• What is needed:
Set down the records once more, please, exactly and with the pictures left out.

--- Recorded data ---

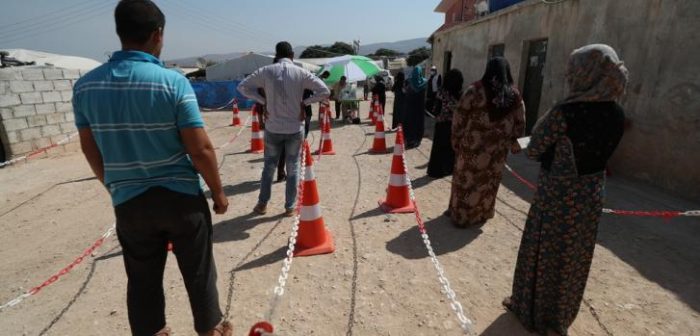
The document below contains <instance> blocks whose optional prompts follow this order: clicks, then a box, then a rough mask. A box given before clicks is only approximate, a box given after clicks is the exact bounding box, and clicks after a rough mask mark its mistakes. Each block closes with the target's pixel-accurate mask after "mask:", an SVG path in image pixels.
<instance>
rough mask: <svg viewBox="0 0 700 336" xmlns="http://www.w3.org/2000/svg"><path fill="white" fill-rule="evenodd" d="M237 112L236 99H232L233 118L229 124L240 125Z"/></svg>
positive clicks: (240, 119)
mask: <svg viewBox="0 0 700 336" xmlns="http://www.w3.org/2000/svg"><path fill="white" fill-rule="evenodd" d="M238 112H240V110H239V109H238V99H234V100H233V119H232V120H231V126H240V125H241V118H239V117H238Z"/></svg>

---

• Task response:
The document below contains <instance> blocks whose optional prompts follow this order: clicks, then a box, then a rough mask. A box given before clicks is only approximate, a box given after clicks is the exact bounding box, and clicks after a rough mask mark its mistakes. Each block closes with the target's pixel-accurate mask after "mask:", an SVG path in image pixels.
<instance>
rough mask: <svg viewBox="0 0 700 336" xmlns="http://www.w3.org/2000/svg"><path fill="white" fill-rule="evenodd" d="M237 112L236 99H232L233 118L229 124L240 125Z"/></svg>
positive clicks: (240, 119)
mask: <svg viewBox="0 0 700 336" xmlns="http://www.w3.org/2000/svg"><path fill="white" fill-rule="evenodd" d="M238 112H240V110H239V109H238V99H234V100H233V119H232V120H231V126H240V125H241V118H239V117H238Z"/></svg>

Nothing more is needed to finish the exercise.